» **BRIEF**: Rewrite the data below, substituting "Locate" for each occurrence of "Point out" and keeping everything else unchanged. Leave the pictures out of your answer.

» **GIVEN DATA**:
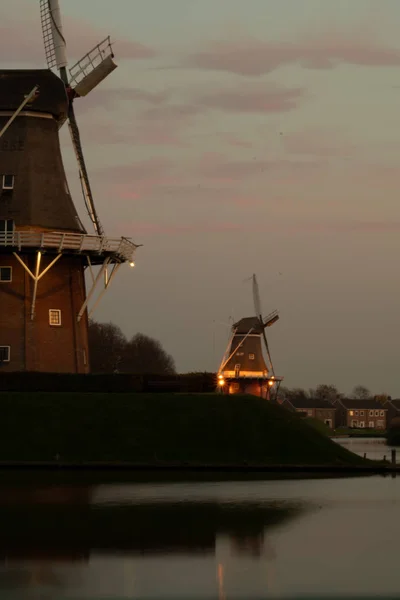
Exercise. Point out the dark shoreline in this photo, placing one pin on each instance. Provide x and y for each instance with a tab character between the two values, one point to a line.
197	468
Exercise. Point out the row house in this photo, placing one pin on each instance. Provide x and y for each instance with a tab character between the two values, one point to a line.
313	407
361	414
393	409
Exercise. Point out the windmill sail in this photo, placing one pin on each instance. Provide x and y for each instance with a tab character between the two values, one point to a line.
54	41
90	70
83	174
86	74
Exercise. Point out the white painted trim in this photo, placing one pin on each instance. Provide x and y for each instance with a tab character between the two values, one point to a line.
26	113
9	353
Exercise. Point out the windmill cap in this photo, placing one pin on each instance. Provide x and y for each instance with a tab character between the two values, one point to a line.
247	323
15	85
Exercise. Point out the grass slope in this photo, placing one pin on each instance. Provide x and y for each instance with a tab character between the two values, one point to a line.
145	428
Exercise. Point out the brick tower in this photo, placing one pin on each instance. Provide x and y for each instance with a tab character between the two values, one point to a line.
44	248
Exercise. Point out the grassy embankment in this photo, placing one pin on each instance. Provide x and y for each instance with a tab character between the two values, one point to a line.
162	429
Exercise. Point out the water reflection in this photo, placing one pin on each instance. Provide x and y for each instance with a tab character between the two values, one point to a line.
257	539
60	538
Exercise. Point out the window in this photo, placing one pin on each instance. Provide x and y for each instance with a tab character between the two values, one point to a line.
5	274
54	317
6	226
8	182
4	354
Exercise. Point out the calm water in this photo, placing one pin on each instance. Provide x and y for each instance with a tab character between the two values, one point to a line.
374	448
207	540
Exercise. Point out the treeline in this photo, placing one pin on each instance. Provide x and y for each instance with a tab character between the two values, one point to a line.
111	352
329	392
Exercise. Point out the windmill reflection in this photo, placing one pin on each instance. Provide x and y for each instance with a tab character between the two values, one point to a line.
47	529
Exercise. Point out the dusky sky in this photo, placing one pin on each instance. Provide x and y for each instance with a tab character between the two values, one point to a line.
242	136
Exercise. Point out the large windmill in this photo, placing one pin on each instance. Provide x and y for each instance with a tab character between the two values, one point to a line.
44	248
245	368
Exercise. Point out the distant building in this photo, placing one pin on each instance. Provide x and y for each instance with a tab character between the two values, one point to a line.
393	409
361	414
313	407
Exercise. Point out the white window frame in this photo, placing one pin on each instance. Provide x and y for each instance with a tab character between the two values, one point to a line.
9	353
52	311
8	187
7	230
6	280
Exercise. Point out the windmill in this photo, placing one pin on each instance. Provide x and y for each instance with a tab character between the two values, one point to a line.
244	367
44	247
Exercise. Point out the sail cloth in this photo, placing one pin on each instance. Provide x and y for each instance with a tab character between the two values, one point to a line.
100	72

» **RESULT OF THE EXERCISE**:
Exercise. Locate the dark shoreline in this photo, placing one pin on each instance. Provide x and y for each instance with a tab character between the two values, one point to a line.
197	468
Exercise. Locate the row house in this photo, placing one pin on each instance. Provide x and y for each instance with a tab character between the two values, one point to a line.
313	407
361	414
393	409
Exercise. Locate the windmill sail in this photo, placing one pin on each instance. Provide x and y for each instance with a tab character between the two values, one point to a line.
54	41
90	70
83	174
86	74
Exercise. Locate the white painted trim in this photo, placing one pin on each instance. Provide x and y for each instance with a tab character between the two values, one point to a line.
26	113
9	353
Exercise. Locate the windmill cap in this photo, placing one pin on each instance. Provide x and y for each instance with a tab character between the two values, one point to a line.
247	323
15	85
Exercise. Locate the grass slope in this photo, placing one pin on each instance. Provide x and y for each instance with a tab character between the two values, one point to a line.
145	428
Exercise. Locate the brick tower in this photo, placing one pin on each instance. Provide x and y for each instance with a tab character between the two values, one point to a line.
44	248
Exercise. Locate the grassy embankment in this photo, placing one pin on each instance. Provide x and y for each instance with a tab character between the two values, one point to a line.
162	429
Exercise. Locate the water reflection in this photo, placing one pin on each instance. Provide x and y for each instance with a tab character between the two values, one point to a line.
257	539
60	538
Exercise. Locate the window in this photo, placing one pin on each instance. Provide x and y for each instance with a tab character between the two values, one point to a line.
5	274
54	317
6	226
8	182
4	354
Exercise. Locate the calm water in this photo, placing one pin on each instance. Provide x and y for each instance with a tab character between the two values, one point to a line.
374	448
207	540
Exercise. Locate the treeline in this photo, placing one pin on each instance. Provide x and y for each instance with a tab character between the two values, one point to a line.
111	352
329	392
Exercise. Locate the windmill reflection in this photo, placing one pin on each instance. Provide x and y for each instance with a tab character between the two values, one point to a line.
47	529
Exercise. Locate the dusky sky in this photo, placing one pin on each instance. Provide x and y for each instance with a tab character between the two values, one point to a line.
242	136
Exercise. Locate the large windmill in this photo, placing one pin on each instance. Provide x and y for each instance with a tab character between the two values, one point to a line.
44	248
245	368
Exercise. Locate the distant building in this photo, placing one pin on each instance. Provide x and y for each instance with a tab character between the two values, one point to a line.
393	409
361	414
313	407
Exercise. Locate the white window frame in this photo, placing one pin on each instance. Provide x and y for each instance with a tab character between the two values, one point to a line.
9	353
52	311
8	187
7	230
6	280
Exercise. Locate the windmill in this photo, placing one pin on each instance. Provide x and y for each instance with a tab character between the two values, one point to a line.
244	367
44	247
Exercise. Locate the sail cloth in this photo, placing one pin on each instance. Provide x and y for each instance with a tab character between the two values, one point to a line.
100	72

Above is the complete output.